TAREFAS »
a. Segundo o texto de referência, em que ano foi escrito Schriften Von der Winkelmesse und Pfaffenweihe?
b. Troque "smiling" por "laughing" nas linhas dos dados, começando pela linha que contém "the woman's smiling" e seguindo até a linha que contém "[[362, 114]]". Reescreva apenas essas linhas, sem nenhuma outra alteração.

TEXTO DE REFERÊNCIA »
* * * * * * *

Lutero escreve: “Onde está a santa igreja cristã, ali devem estar todos os sacramentos, o próprio Cristo e o Espírito Santo. Se somos agora uma santa igreja cristã e temos as maiores e mais necessárias coisas tais como a palavra de Deus, Cristo, o Espírito Santo, fé, oração, catecismo, o sacramento, o ofício das chaves, o ofício pastoral, etc., e não teríamos as coisas menores, a saber, a autoridade e o direito de chamar algumas pessoas ao ofício, para nos administrarem a Palavra, Batismo, Santa Ceia, o perdão (Absolvição) que estão todos aqui? Onde está a palavra de Cristo, ali disse: Onde dois ou três... (Mt 18.20). E novamente: Se dois entre vos sobre a terra, concordarem a respeito de qualquer coisa que porventura pedirem, ser-lhes-á concedido por meu Pai que está nos céus (Mt 18.19). Se dois ou três têm tal autoridade, quanto mais a igreja toda” (Schriften Von der Winkelmesse und Pfaffenweihe do ano de 1533; Walch XIX, 1565).
Após ter provado em sua carta ao Concílio e Congregações de Praga que cada cristão originalmente tem o direito e a autoridade de sacerdote, Lutero continuou: “Mas nós dissemos tudo isso a respeito dos direitos e da autoridade comum a todos os cristãos. Visto que todos os cristãos têm todas as coisas em comum, [...] não é próprio para alguém que quer promover se a si mesmo, adonar-se daquilo que pertence a todos. [...] Mas o direito da congregação requer que um, ou quantos a congregação quiser, seja escolhido e aceito para executar as funções publicamente em lugar e em nome de todos que têm o mesmo direito. Isto, para que não ocorra uma horrível desordem entre o povo de Deus e a igreja, na qual tudo deve ser feitio com decência e ordem, como o apóstolo o ensina (1 Co 14.40), e não venha a ser uma Babel” (Walch X, 1857).

* * * * * * *

Excertos de dados de apontamento »

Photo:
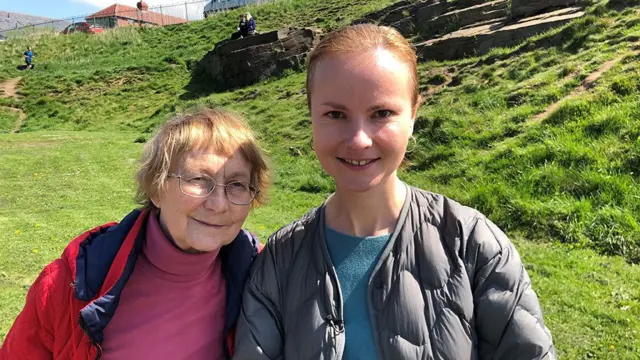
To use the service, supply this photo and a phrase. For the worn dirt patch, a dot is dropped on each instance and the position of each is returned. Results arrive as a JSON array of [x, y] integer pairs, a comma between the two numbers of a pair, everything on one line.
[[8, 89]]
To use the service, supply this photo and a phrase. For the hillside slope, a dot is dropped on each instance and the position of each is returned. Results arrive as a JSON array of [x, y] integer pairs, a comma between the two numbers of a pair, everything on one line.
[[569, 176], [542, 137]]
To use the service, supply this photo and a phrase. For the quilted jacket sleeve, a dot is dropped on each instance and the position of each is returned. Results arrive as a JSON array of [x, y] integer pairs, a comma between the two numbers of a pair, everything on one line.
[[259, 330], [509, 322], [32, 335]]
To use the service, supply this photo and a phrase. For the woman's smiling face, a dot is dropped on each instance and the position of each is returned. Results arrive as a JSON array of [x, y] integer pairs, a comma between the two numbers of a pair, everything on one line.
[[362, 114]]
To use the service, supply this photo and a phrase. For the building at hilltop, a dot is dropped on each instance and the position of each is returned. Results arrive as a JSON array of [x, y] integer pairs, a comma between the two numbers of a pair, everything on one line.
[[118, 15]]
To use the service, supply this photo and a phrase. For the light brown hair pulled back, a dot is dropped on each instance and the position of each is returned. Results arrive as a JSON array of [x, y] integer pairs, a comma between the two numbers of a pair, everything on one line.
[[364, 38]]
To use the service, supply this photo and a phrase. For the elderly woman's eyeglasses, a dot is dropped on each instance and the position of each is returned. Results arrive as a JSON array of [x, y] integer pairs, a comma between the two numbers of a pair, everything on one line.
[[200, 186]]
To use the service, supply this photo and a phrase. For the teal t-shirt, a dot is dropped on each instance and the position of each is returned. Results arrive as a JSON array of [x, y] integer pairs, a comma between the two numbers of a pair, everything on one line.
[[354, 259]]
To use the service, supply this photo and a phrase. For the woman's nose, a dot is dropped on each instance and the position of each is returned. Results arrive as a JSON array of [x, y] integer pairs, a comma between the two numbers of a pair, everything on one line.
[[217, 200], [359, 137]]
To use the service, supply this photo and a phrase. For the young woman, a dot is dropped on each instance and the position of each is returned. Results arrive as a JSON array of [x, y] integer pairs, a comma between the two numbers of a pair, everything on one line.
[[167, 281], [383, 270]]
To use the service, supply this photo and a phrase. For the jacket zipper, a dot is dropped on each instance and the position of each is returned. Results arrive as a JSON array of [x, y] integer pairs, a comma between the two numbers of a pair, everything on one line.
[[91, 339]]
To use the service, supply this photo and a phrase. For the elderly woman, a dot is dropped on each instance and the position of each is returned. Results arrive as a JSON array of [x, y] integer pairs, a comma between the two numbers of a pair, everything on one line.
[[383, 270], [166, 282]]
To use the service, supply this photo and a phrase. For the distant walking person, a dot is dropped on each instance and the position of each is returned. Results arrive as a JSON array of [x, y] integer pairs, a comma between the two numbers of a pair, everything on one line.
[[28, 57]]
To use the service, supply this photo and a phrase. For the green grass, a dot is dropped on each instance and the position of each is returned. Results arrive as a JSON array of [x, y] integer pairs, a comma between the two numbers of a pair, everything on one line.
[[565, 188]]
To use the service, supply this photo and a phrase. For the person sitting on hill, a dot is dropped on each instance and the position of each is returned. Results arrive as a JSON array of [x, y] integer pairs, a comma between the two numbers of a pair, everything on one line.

* * * * * * *

RESPOSTAS DAS TAREFAS »
a. Em 1533.

b.
To use the service, supply this photo and a phrase. For the woman's laughing face, a dot is dropped on each instance and the position of each is returned. Results arrive as a JSON array of [x, y] integer pairs, a comma between the two numbers of a pair, everything on one line.
[[362, 114]]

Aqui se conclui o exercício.